*EXERCISE*:
Write out exactly the lines running from the one with "One pin marks each instance of the gloved" to the last line of the entries, keeping both the first and the last.

*GIVEN DATA*:
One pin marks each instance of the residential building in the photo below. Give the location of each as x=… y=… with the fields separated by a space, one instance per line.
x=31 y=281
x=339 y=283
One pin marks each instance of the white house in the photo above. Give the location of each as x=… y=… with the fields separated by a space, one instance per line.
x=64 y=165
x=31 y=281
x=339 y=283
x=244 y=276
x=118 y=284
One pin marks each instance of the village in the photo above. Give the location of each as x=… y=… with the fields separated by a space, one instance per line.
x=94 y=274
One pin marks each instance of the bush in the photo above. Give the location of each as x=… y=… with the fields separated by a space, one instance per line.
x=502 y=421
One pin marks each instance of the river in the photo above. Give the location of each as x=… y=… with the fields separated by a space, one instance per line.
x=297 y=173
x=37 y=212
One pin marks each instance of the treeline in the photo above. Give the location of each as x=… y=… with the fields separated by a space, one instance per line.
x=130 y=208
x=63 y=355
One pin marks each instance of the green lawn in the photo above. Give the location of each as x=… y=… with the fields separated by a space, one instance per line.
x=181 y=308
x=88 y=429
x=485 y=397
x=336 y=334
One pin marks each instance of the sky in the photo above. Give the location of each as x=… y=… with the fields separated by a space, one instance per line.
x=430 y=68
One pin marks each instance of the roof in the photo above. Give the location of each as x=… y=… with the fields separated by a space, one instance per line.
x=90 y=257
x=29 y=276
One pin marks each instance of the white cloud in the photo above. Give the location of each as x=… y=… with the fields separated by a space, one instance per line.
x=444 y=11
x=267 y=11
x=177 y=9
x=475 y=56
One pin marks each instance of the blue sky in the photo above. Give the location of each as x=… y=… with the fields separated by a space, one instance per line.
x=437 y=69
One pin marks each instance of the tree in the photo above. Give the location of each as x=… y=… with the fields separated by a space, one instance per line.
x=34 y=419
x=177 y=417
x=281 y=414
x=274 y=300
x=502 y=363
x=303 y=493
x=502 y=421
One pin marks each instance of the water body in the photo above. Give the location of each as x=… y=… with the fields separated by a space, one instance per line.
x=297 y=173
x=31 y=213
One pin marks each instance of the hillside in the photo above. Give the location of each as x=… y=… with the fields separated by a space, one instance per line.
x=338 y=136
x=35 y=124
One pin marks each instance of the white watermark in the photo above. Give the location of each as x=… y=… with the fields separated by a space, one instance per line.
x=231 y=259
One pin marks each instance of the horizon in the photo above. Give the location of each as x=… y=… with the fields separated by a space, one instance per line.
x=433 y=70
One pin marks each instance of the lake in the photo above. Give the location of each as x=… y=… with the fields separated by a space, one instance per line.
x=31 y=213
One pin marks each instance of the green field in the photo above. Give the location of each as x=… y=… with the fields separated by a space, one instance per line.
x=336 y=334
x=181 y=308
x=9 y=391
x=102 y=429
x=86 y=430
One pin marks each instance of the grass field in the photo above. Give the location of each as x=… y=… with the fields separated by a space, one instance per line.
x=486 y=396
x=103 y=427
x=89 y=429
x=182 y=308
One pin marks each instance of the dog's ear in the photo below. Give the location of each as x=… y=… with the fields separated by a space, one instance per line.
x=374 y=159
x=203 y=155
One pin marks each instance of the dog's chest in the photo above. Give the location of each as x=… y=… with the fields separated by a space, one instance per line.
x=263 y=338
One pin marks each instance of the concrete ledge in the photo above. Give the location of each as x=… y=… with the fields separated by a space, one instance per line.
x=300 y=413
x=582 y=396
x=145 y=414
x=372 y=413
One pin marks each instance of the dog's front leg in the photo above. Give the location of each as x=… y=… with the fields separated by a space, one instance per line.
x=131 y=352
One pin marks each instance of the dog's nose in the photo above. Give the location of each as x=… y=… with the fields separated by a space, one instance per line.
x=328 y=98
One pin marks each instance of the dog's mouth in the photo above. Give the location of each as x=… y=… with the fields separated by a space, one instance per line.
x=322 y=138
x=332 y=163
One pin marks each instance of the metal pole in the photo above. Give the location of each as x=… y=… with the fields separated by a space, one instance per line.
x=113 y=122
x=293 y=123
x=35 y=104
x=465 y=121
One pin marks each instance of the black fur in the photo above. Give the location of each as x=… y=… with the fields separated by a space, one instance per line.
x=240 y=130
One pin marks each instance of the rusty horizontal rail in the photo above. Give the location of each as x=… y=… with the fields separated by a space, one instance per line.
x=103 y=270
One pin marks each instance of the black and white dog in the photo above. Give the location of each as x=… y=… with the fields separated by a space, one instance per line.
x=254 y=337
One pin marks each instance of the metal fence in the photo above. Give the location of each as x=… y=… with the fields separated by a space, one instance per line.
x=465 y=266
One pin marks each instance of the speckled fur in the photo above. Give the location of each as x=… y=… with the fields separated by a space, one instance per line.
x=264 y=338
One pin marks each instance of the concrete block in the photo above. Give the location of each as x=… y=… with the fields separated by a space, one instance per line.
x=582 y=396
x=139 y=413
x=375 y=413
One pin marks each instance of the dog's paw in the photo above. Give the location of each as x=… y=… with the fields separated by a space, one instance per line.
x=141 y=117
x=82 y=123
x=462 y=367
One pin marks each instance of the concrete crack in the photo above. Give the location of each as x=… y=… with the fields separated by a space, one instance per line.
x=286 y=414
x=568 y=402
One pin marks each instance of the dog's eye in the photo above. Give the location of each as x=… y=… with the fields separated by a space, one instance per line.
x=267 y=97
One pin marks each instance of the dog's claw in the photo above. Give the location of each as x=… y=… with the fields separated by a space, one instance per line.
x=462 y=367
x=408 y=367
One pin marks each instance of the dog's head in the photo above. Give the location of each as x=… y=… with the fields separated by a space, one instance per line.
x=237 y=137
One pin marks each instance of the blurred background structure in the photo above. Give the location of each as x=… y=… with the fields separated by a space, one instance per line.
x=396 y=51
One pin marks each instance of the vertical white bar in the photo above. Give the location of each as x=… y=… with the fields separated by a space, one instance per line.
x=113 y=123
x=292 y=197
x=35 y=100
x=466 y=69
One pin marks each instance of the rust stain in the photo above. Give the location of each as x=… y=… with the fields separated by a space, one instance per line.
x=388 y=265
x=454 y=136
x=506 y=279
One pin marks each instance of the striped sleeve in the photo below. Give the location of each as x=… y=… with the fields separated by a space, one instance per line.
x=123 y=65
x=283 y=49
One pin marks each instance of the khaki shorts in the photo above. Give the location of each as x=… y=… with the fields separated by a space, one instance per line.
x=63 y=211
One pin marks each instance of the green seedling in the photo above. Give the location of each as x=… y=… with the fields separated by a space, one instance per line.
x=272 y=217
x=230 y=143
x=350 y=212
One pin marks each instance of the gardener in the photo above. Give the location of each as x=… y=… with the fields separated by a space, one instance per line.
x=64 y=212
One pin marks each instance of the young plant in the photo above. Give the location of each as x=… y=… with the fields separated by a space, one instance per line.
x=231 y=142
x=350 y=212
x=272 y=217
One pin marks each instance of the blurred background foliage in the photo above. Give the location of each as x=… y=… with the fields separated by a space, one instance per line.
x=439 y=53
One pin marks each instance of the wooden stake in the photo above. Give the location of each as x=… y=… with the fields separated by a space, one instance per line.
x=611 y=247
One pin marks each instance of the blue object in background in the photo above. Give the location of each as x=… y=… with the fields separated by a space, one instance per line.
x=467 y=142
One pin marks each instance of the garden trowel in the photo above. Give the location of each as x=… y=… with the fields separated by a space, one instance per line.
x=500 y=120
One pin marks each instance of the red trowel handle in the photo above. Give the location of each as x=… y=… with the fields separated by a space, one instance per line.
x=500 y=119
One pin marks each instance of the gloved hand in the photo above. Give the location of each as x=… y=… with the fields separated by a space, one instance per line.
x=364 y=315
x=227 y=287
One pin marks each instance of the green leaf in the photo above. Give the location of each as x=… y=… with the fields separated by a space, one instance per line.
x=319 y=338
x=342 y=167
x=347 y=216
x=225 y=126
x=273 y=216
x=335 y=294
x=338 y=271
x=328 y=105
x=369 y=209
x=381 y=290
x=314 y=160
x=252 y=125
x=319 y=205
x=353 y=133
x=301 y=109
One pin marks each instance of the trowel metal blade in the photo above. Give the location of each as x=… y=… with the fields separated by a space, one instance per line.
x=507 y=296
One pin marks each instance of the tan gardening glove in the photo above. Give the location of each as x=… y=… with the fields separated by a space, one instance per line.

*SOLUTION TO THE EXERCISE*:
One pin marks each instance of the gloved hand in the photo above. Give the location of each as x=… y=… with the fields separated by a space, one instance per line.
x=364 y=315
x=227 y=287
One pin marks each instance of the green leaf in the photo above. Give the location of each as x=… y=… with the fields separated by a space, one instance per line.
x=319 y=338
x=342 y=167
x=347 y=216
x=225 y=126
x=273 y=216
x=335 y=294
x=338 y=271
x=328 y=105
x=369 y=209
x=381 y=290
x=314 y=160
x=252 y=125
x=319 y=205
x=353 y=133
x=301 y=109
One pin marks each instance of the trowel metal blade in the photo above. Give the location of each as x=… y=… with the fields separated by a space, one instance per line.
x=507 y=296
One pin marks each instance of the tan gardening glove in the photo above. Give the location of each as x=… y=… with the fields separated by a space, one instance per line.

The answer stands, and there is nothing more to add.